> _Supplied data_
═══

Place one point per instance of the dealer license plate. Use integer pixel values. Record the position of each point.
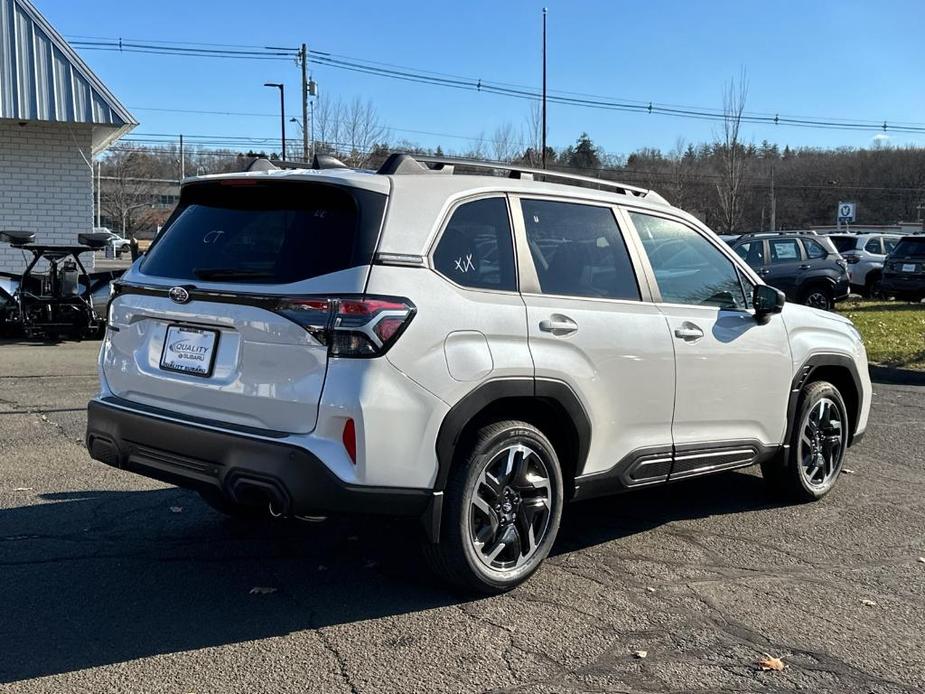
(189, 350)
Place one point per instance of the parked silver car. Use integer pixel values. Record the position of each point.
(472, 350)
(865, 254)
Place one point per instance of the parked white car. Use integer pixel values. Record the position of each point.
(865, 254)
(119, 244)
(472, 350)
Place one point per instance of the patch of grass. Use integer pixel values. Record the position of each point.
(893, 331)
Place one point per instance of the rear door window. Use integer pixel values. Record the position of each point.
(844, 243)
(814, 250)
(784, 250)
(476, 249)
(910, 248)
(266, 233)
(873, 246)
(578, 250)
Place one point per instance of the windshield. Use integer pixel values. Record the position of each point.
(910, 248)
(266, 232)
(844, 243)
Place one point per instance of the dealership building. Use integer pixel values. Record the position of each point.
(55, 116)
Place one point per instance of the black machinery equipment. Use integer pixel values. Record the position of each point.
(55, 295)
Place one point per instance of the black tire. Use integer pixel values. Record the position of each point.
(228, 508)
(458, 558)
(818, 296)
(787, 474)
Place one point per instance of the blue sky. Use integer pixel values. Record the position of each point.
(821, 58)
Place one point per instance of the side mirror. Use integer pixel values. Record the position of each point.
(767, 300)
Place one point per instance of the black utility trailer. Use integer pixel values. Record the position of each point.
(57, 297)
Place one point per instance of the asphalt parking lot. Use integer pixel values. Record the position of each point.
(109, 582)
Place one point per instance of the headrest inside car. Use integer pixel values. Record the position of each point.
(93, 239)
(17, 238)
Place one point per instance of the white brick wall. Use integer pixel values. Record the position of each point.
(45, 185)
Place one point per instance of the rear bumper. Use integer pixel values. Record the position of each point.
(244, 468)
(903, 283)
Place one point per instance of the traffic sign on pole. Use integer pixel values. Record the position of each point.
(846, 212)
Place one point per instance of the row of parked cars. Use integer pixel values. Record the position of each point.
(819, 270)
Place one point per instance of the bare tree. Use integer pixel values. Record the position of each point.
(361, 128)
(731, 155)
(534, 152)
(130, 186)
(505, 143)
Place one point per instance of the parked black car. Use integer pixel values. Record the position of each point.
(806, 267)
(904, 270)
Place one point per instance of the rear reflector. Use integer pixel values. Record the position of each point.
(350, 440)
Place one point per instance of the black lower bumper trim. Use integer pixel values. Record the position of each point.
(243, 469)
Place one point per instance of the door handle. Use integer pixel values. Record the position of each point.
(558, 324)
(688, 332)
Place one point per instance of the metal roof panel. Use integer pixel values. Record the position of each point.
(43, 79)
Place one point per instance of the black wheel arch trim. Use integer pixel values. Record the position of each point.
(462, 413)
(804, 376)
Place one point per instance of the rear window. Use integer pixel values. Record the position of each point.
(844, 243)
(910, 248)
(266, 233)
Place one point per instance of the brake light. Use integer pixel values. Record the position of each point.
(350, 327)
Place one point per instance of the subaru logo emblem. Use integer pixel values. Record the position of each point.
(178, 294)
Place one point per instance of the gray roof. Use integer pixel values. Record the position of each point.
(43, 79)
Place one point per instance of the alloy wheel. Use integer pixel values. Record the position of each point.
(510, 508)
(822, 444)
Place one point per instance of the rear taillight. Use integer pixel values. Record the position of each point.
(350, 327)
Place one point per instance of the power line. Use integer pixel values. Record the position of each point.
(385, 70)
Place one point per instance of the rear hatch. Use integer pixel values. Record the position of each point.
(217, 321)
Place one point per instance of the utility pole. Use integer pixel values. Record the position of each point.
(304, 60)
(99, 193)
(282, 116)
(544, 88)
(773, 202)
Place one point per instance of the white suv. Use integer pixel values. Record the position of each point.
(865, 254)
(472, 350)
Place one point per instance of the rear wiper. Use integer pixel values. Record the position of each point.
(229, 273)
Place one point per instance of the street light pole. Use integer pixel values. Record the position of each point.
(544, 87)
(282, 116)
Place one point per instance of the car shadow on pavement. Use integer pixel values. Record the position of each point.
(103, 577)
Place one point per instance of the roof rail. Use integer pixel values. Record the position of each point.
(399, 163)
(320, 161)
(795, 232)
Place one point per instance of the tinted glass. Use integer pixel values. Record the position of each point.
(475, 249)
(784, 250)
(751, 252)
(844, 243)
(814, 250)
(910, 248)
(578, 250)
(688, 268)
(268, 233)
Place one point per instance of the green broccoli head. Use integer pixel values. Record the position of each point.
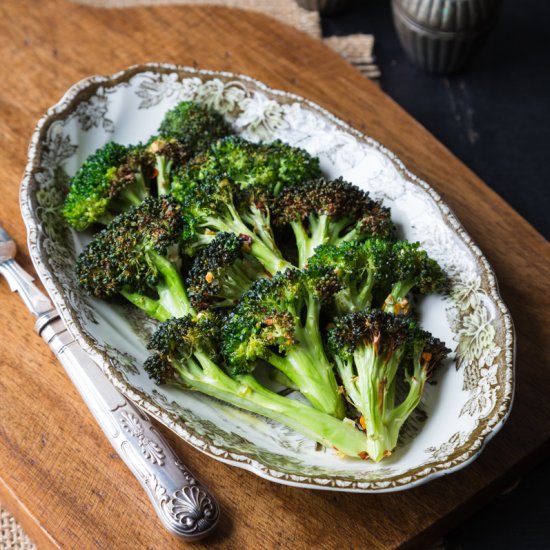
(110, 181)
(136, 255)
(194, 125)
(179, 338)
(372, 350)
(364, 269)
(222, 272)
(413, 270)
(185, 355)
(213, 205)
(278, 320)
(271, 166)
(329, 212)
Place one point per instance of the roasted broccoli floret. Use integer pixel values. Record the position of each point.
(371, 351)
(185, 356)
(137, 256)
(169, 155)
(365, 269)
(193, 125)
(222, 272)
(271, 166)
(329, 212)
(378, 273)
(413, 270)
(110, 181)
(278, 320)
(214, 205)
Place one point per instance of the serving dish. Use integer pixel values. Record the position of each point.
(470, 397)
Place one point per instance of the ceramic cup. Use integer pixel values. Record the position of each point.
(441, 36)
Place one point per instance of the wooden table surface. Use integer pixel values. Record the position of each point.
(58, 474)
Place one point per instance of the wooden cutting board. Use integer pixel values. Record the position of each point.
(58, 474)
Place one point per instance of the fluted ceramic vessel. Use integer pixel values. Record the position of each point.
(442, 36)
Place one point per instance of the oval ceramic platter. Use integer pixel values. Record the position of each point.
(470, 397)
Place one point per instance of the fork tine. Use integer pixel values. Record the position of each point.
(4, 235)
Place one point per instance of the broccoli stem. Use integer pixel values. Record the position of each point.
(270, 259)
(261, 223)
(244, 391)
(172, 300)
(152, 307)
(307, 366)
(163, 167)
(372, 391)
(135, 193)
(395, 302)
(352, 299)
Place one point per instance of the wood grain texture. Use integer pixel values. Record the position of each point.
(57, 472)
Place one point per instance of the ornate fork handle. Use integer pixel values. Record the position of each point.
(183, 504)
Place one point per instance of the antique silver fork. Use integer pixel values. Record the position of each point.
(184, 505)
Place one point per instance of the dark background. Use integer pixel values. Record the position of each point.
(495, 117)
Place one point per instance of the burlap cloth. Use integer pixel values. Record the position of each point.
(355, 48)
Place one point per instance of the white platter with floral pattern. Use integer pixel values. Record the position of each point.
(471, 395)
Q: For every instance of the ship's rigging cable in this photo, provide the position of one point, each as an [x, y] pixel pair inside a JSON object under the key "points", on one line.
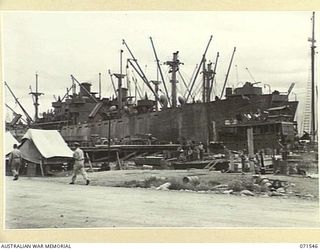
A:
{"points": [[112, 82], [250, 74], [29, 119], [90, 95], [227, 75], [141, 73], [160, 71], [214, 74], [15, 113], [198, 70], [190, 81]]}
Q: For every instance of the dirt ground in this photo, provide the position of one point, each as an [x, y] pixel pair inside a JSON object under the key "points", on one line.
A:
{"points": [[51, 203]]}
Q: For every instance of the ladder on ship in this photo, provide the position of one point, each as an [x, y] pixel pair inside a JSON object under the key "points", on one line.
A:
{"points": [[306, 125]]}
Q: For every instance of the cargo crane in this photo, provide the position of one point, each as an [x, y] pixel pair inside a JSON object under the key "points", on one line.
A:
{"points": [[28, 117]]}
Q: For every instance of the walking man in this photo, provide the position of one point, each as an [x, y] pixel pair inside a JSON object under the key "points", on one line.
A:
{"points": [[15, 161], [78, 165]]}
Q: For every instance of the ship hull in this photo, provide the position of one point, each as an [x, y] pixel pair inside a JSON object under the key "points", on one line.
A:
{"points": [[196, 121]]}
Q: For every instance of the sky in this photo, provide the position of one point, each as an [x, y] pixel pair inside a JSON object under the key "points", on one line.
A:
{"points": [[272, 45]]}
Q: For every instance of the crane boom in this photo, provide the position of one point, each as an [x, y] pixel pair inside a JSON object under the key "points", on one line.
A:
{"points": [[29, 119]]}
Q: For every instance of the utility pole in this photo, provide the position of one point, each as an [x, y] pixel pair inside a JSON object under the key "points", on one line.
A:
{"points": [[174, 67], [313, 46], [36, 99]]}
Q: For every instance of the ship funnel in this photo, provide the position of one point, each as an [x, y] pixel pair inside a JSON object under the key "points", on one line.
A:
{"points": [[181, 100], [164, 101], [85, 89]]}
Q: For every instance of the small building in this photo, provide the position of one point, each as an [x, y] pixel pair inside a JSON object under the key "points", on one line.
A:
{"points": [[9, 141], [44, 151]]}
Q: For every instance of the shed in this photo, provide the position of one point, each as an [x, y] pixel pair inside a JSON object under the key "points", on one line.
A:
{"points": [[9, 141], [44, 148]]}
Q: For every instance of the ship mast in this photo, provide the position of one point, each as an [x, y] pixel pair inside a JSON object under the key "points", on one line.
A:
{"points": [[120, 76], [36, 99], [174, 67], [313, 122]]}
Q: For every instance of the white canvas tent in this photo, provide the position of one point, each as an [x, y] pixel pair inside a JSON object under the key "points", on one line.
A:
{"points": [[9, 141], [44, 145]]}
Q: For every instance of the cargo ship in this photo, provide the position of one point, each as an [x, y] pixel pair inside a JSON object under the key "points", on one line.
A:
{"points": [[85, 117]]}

═══

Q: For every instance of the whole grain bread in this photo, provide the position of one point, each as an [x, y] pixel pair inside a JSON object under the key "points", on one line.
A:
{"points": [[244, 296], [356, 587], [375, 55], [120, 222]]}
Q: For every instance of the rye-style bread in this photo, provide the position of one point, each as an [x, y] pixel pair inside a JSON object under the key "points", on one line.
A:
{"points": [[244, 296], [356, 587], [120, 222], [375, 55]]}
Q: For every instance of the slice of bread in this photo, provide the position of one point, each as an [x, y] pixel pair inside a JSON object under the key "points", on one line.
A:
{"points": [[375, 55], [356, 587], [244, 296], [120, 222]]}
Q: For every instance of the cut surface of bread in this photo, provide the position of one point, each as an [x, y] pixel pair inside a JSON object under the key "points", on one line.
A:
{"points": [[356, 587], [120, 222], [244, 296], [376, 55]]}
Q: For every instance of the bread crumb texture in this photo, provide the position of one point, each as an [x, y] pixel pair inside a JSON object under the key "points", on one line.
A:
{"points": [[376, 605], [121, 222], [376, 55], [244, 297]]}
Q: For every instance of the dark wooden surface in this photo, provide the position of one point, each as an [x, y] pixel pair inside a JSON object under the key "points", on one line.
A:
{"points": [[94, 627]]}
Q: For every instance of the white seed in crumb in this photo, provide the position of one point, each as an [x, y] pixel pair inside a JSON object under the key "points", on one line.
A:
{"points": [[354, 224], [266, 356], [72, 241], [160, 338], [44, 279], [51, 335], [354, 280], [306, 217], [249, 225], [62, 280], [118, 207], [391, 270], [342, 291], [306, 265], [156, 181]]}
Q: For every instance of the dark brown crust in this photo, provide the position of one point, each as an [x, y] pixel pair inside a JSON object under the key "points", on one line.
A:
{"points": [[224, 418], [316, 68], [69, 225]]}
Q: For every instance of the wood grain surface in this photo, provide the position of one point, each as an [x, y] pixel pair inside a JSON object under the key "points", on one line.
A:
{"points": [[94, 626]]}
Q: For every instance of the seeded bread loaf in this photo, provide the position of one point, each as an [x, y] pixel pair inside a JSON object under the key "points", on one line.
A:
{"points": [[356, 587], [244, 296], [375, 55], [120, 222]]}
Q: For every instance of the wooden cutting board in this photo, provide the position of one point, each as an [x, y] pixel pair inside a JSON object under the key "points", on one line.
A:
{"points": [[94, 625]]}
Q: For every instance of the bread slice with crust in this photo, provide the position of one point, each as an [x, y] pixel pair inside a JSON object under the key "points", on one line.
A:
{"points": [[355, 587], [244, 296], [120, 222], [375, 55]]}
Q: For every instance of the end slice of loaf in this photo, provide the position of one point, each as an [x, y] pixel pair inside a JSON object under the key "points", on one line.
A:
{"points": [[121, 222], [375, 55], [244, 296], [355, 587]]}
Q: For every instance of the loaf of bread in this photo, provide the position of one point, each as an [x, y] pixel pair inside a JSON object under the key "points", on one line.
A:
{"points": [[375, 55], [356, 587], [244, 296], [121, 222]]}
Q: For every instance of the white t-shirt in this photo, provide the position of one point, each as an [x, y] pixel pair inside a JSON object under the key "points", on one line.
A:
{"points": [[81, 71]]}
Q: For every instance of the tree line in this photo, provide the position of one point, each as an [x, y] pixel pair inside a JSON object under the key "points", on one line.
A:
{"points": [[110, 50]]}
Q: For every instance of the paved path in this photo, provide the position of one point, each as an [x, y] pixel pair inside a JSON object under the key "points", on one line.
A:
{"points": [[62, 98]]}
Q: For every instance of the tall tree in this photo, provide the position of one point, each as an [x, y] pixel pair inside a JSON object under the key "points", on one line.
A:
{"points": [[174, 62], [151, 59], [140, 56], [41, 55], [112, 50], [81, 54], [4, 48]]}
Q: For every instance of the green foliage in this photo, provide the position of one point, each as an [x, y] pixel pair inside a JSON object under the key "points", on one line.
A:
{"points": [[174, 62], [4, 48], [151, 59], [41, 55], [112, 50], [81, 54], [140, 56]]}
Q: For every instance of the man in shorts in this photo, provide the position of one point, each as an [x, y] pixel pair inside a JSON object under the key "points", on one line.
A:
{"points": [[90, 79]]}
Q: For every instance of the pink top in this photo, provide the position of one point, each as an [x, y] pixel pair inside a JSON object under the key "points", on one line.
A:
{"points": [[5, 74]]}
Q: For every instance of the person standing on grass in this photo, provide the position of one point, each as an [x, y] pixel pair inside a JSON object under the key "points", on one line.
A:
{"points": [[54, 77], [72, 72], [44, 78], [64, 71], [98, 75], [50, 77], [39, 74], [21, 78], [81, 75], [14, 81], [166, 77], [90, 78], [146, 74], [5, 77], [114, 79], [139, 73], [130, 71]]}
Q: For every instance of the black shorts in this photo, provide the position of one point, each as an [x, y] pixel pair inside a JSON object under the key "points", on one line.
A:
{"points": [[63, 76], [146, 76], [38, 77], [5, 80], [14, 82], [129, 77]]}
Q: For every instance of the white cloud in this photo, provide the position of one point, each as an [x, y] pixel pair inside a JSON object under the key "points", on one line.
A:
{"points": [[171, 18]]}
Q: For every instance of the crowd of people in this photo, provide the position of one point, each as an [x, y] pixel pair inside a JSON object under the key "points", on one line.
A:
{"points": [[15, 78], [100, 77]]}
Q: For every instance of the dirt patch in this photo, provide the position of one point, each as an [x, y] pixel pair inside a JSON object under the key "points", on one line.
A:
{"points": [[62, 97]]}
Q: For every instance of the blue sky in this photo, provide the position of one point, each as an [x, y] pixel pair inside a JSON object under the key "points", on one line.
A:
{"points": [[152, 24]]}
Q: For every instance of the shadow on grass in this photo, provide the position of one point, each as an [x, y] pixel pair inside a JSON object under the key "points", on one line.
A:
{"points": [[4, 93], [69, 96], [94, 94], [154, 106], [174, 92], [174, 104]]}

═══

> _Request_
How many lines in the records contain the string "building"? Case counts. Reply with the number only.

> _Problem solution_
2